▶ EXERCISE AIM: Your task is to output the data exactly as it stands.

==============================

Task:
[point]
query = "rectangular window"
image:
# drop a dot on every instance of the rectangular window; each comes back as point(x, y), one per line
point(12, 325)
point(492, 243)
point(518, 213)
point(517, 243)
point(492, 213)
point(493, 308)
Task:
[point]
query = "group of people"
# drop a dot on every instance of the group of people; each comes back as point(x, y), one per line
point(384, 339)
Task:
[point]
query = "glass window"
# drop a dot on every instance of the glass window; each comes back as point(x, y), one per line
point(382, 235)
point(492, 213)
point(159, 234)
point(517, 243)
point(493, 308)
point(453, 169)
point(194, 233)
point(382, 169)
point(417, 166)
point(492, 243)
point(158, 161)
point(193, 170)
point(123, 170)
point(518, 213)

==============================

▶ ANSWER IN FULL:
Task:
[point]
query = "rectangular window"
image:
# drop a dot on every instance of the rectangular window; each comes back as point(x, y), one per line
point(12, 325)
point(492, 243)
point(518, 213)
point(517, 243)
point(492, 213)
point(493, 308)
Task:
[point]
query = "group of people"
# drop a dot on every instance of the group of people; each comes back as point(x, y), one per line
point(384, 339)
Task:
[point]
query = "glass window"
# drop a dot on every instance of the glass window; each comes back as point(x, y), one per line
point(382, 235)
point(492, 213)
point(159, 234)
point(517, 243)
point(493, 308)
point(453, 169)
point(194, 233)
point(382, 169)
point(417, 166)
point(492, 243)
point(158, 161)
point(193, 170)
point(123, 170)
point(518, 213)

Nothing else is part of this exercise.